Below are some records; output all of them exactly.

[Data for this task Boundary: Start]

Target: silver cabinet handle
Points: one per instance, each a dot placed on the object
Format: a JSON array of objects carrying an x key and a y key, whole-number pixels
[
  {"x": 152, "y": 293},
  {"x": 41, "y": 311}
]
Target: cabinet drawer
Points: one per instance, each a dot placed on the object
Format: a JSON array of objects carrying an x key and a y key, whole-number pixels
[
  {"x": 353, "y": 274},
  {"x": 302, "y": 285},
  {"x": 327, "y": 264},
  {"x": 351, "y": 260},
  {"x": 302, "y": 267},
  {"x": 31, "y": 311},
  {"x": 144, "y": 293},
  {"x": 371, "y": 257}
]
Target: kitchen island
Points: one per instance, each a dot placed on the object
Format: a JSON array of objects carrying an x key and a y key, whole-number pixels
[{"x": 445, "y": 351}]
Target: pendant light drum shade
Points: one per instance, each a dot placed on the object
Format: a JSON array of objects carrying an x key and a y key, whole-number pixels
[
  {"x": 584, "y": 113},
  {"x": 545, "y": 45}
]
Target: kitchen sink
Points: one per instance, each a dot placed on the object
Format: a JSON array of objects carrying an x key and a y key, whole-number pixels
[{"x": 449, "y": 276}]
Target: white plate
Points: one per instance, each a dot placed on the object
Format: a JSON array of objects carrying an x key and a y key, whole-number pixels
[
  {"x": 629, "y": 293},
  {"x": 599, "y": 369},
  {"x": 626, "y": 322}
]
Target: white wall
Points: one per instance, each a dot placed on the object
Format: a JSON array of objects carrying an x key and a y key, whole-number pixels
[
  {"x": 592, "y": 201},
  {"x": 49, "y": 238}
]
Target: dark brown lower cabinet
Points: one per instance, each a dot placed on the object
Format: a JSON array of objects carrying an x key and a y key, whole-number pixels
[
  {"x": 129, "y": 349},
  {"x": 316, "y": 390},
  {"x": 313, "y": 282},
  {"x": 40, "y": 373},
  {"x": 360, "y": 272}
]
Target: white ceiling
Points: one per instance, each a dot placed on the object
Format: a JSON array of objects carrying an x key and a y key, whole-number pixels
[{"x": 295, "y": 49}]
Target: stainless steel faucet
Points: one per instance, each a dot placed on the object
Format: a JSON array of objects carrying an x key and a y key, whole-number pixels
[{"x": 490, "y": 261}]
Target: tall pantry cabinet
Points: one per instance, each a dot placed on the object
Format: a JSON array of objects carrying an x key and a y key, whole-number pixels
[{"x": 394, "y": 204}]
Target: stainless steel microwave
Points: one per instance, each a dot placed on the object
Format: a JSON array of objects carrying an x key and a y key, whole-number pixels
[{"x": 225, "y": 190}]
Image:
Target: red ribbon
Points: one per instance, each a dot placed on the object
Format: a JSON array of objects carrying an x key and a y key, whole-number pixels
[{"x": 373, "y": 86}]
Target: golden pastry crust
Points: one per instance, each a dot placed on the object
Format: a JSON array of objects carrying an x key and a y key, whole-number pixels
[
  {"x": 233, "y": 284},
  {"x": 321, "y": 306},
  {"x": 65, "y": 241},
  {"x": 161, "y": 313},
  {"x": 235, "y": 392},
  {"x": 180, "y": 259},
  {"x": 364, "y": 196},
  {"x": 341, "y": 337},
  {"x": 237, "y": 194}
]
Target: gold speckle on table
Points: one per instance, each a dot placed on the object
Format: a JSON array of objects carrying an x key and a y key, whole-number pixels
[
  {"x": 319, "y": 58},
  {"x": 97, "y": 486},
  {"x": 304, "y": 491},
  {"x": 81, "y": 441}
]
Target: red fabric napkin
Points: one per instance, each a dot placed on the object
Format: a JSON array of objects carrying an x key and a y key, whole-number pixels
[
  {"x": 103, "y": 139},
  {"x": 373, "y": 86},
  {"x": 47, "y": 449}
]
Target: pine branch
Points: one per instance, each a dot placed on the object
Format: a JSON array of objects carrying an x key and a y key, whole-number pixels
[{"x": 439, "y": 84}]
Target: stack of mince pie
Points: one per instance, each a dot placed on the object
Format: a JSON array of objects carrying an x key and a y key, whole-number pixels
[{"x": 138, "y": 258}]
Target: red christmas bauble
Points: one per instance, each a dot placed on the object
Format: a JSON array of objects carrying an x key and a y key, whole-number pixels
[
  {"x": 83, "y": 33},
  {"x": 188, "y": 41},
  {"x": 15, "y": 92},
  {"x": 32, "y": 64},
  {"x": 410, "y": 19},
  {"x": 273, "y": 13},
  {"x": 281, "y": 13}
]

[Data for this task Boundary: End]

__Result of the task__.
Target: silver cabinet handle
Points: one per instance, each a dot placed on the object
Format: a JSON array of objects carrying an x key and a y key, whole-number pixels
[
  {"x": 152, "y": 293},
  {"x": 41, "y": 311}
]
Target: cabinet drawer
Points: one per instance, each a dot placed on the object
Format: a JSON array of objects carrying an x key and a y key, whole-number pixels
[
  {"x": 353, "y": 274},
  {"x": 302, "y": 285},
  {"x": 327, "y": 264},
  {"x": 351, "y": 260},
  {"x": 302, "y": 267},
  {"x": 31, "y": 311},
  {"x": 144, "y": 293},
  {"x": 371, "y": 257}
]
Target: kitchen island
Points: one per instance, each a dot placed on the object
Format: a JSON array of objects carrying an x key and a y key, whole-number pixels
[{"x": 445, "y": 351}]
Target: pendant light drum shade
Points: one per instance, each a dot placed on the object
Format: a JSON array of objects carrying an x key and a y key, whole-number pixels
[
  {"x": 584, "y": 113},
  {"x": 545, "y": 45}
]
Target: kitchen sink
Points: one per instance, each a dot placed on the object
Format: a JSON array of objects carrying an x key and a y key, whole-number pixels
[{"x": 449, "y": 276}]
Target: white plate
Points: one per instance, each a dot placed on the object
Format: a JSON array of objects carrying an x key and a y key, whole-number pixels
[
  {"x": 629, "y": 293},
  {"x": 599, "y": 369},
  {"x": 626, "y": 322}
]
Target: white wall
Points: one per instance, each a dot placed on the object
Format: a JSON array of objects carrying an x key and a y key, whole-number pixels
[
  {"x": 592, "y": 201},
  {"x": 49, "y": 238}
]
Target: dark brown lower cabinet
Points: one per instance, each a dot placed on the object
Format: a JSON array of objects carrying an x key and a y key, whole-number pixels
[
  {"x": 129, "y": 349},
  {"x": 316, "y": 390},
  {"x": 313, "y": 282},
  {"x": 40, "y": 373},
  {"x": 360, "y": 272}
]
Target: white ceiling
Points: one per instance, each a dot placed on the object
Format: a JSON array of objects carrying an x key and a y key, whole-number pixels
[{"x": 295, "y": 49}]
Target: stainless steel faucet
Points: one per instance, each a dot placed on the object
Format: a JSON array of objects carrying an x key and a y key, whole-number pixels
[{"x": 490, "y": 261}]
Target: tall pantry cabinet
Points: one per instance, each a dot placed on the object
Format: a JSON array of objects carrying an x key and a y key, whole-number pixels
[{"x": 394, "y": 204}]
Target: stainless steel microwave
Points: one per instance, each a dot placed on the object
Format: a JSON array of objects carrying an x key and a y key, whole-number pixels
[{"x": 225, "y": 190}]
Image:
Target: red ribbon
Points: one per instance, each a dot placed on the object
Format: a JSON array of objects carrying an x key and a y key, whole-number pixels
[{"x": 373, "y": 86}]
Target: golden pastry crust
Points: one per instance, each a dot placed on the object
Format: a JSON array of objects carrying an x key and a y key, whole-number pixels
[
  {"x": 233, "y": 284},
  {"x": 321, "y": 306},
  {"x": 65, "y": 241},
  {"x": 161, "y": 313},
  {"x": 235, "y": 392},
  {"x": 180, "y": 259},
  {"x": 364, "y": 196},
  {"x": 341, "y": 337},
  {"x": 237, "y": 194}
]
Target: gold speckle on table
Points: one per instance, each a dot placed on the object
Format: a JSON array of objects carrying an x key and a y key, whole-number pixels
[
  {"x": 319, "y": 58},
  {"x": 97, "y": 486},
  {"x": 304, "y": 491},
  {"x": 81, "y": 441}
]
Target: red fabric napkin
Points: one per instance, each a dot placed on the object
Format: a JSON array of objects carrying an x key and a y key, whole-number pixels
[
  {"x": 103, "y": 139},
  {"x": 373, "y": 86},
  {"x": 47, "y": 449}
]
Target: pine branch
Points: one per instance, each a dot placed on the object
Format: a JSON array of objects carrying an x key and a y key, whole-number pixels
[{"x": 439, "y": 84}]
Target: stack of mince pie
Points: one per instance, each a dot placed on the object
Format: a JSON array of objects carrying an x key and a y key, whole-number pixels
[{"x": 138, "y": 258}]
Target: red christmas bauble
Points: one per instance, each a dot placed on the object
Format: a JSON array of objects carrying an x key and a y key, whole-number pixels
[
  {"x": 83, "y": 33},
  {"x": 188, "y": 41},
  {"x": 15, "y": 92},
  {"x": 32, "y": 64},
  {"x": 410, "y": 19},
  {"x": 273, "y": 13},
  {"x": 281, "y": 13}
]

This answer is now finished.